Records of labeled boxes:
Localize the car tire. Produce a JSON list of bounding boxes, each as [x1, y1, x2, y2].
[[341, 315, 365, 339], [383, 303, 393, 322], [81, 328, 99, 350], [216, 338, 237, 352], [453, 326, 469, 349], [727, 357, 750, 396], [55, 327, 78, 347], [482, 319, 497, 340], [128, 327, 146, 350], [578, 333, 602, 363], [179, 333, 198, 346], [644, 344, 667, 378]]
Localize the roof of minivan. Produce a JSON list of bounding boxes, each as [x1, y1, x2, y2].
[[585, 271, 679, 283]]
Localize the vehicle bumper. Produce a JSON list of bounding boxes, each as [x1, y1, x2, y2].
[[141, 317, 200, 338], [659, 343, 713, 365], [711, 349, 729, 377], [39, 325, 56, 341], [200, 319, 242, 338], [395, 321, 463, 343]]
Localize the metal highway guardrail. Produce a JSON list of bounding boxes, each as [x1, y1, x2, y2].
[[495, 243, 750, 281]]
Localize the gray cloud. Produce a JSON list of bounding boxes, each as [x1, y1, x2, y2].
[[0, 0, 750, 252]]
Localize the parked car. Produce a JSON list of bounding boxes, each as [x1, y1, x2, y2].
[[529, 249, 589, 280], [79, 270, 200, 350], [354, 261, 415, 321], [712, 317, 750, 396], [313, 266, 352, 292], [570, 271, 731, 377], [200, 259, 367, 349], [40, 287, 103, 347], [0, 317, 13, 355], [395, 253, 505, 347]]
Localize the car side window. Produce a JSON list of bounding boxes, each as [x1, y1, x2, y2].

■ **Aim**:
Rewrite the lines beginning with the one containing "Localize the roof" and ending with the one containing "[[0, 0, 750, 252]]", keeping the requests as they are and shifting every bounding box coordinate in the answers by -91.

■ **Output**:
Localize the roof of minivan. Produce a JSON list of bounding boxes, each as [x1, y1, x2, y2].
[[494, 180, 588, 192]]
Localize the vehicle bumper. Produce a JSON list of bounding boxes, each as [x1, y1, x2, y2].
[[50, 226, 109, 247], [568, 252, 622, 274], [620, 258, 638, 286], [-52, 234, -35, 250], [109, 228, 151, 247], [304, 230, 372, 252]]
Localize the metal highway guardrail. Produce a JSON list of bounding boxes, each as [x1, y1, x2, y2].
[[404, 152, 659, 190]]
Localize the gray cloud. Produce a JSON list of bounding boxes, each as [x1, y1, x2, y2].
[[-91, -91, 659, 161]]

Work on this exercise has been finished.